>> Begin EXTRACT TO READ

Thanks for the anwsers,
I don't know what fluid was in the diff, never opened it before...
I will look into opening up the diff, is this a hard job to do?
I don't think it was ASC, felt diffrent
It was the inside rear wheel I think that acted weird, I wasn't trailbraking the problem occured in het second pat of the corner (after the apex)
EDIT: I can try opening up the internals of the diff and take a look inside (clutch disks etc.), do you guys think this might give answers? Its a lot of work tho for just looking
Last edited by tomvd; 10-31-2018 at 11:31 AM.
Silly question, but are you CERTAIN is wasnt the inside FRONT wheel skipping? My consistently lifts 3-4 inches during cornering and will "bounce" as the vehicles weight distribution starts to correct. Very common on e36's especially with stiffened front sway bars.
It certainly wasn't the front wheel, tha car also has original sway bars
Sorry if this is not helpful, but: With stock suspension and bushings, the chassis can roll around a lot. Are your semi-slick tires rubbing the fender or the wheel well liner a little, when the body leans way over in a hard corner and then the chassis shifts back under acceleration off the apex?

>> End EXTRACT TO READ
>> Begin SOURCE MATERIAL

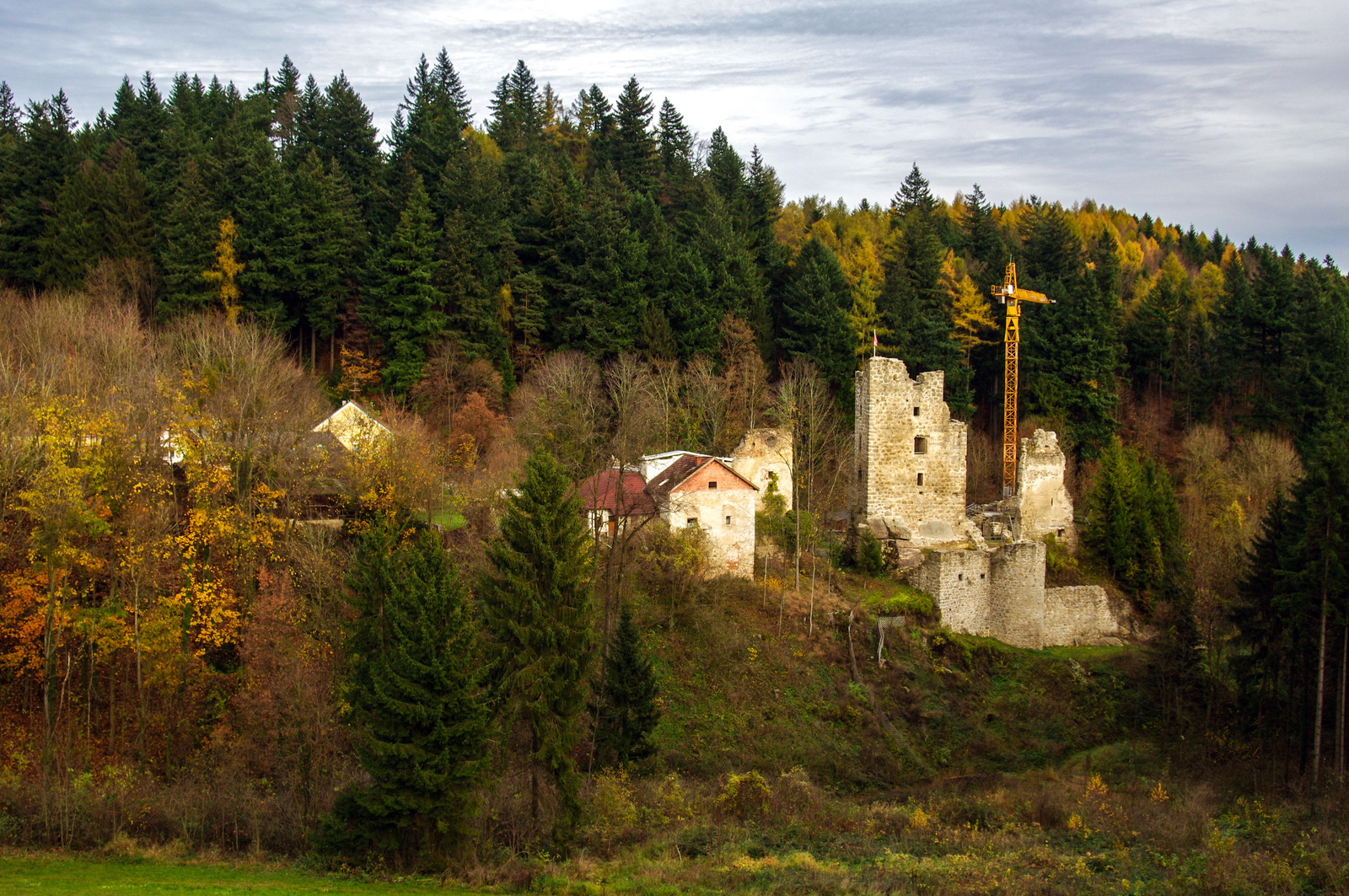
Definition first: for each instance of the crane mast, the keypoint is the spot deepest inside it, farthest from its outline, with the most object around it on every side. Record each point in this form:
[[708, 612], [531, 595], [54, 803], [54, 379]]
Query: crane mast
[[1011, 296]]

>> End SOURCE MATERIAL

* [PROBLEMS]:
a) Extract the passage of the differential thread from "I don't think" to "(after the apex)".
b) Shorten the paragraph of the differential thread that begins "Silly question, but are you CERTAIN", keeping its main facts.
c) Based on the differential thread, answer yes or no to each statement and quote the words that decide it: (i) the car still has its original sway bars; (ii) the problem happened while trailbraking; (iii) the differential had been opened before.
The data has no connection to the differential thread.

* [PROBLEM SOLUTIONS]:
a)
I don't think it was ASC, felt diffrent
It was the inside rear wheel I think that acted weird, I wasn't trailbraking the problem occured in het second pat of the corner (after the apex)

b) It asks whether the inside front wheel, rather than a rear wheel, was skipping. The writer's car lifts that wheel 3-4 inches in corners, and the wheel "bounces" as the weight distribution corrects. This is common on E36s, especially with stiffened front sway bars.

c)
(i) Yes: "tha car also has original sway bars"
(ii) No: "I wasn't trailbraking"
(iii) No: "never opened it before"